Start of Material provided

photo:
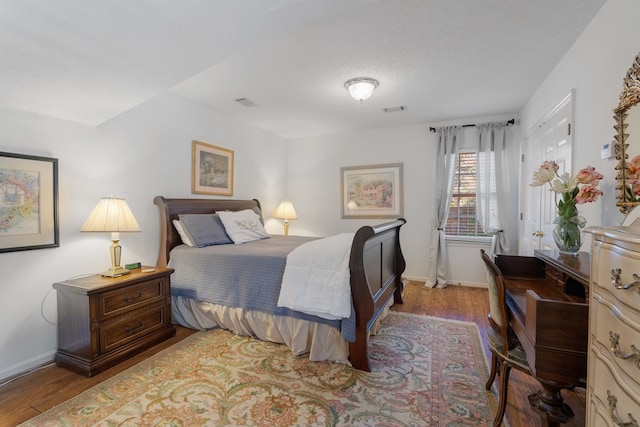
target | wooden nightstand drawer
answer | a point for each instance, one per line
(122, 300)
(130, 328)
(103, 321)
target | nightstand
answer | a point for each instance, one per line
(104, 320)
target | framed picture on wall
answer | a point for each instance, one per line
(28, 202)
(373, 191)
(212, 170)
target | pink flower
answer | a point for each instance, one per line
(588, 194)
(633, 166)
(589, 175)
(581, 188)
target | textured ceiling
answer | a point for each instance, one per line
(91, 60)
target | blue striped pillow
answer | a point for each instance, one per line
(204, 229)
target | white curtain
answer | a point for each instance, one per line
(493, 183)
(449, 139)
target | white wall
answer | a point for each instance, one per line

End of Material provided

Rewrite every line of the records, requests included, raising each coordinate in the answer points by 53 and leaving out the pictures.

■ Answer to the task:
photo:
target | wooden nightstand drawer
answer | a point for each instance, one per line
(175, 353)
(183, 381)
(156, 374)
target | nightstand
answer | a point for each instance, one per line
(157, 373)
target | framed picture on wall
answer | a point for each instance, one per line
(81, 255)
(426, 244)
(265, 223)
target | pink flower
answer | a point for each instance, one per line
(641, 247)
(686, 219)
(642, 228)
(634, 241)
target | textured ceiling
answer | a point for each instance, one per line
(144, 113)
target | blue striped pillow
answer | a point for each instance, one per line
(257, 282)
target | white curtain
answer | a point for each instance, one per line
(546, 236)
(502, 192)
target | white wall
answer | a point for each instance, one per line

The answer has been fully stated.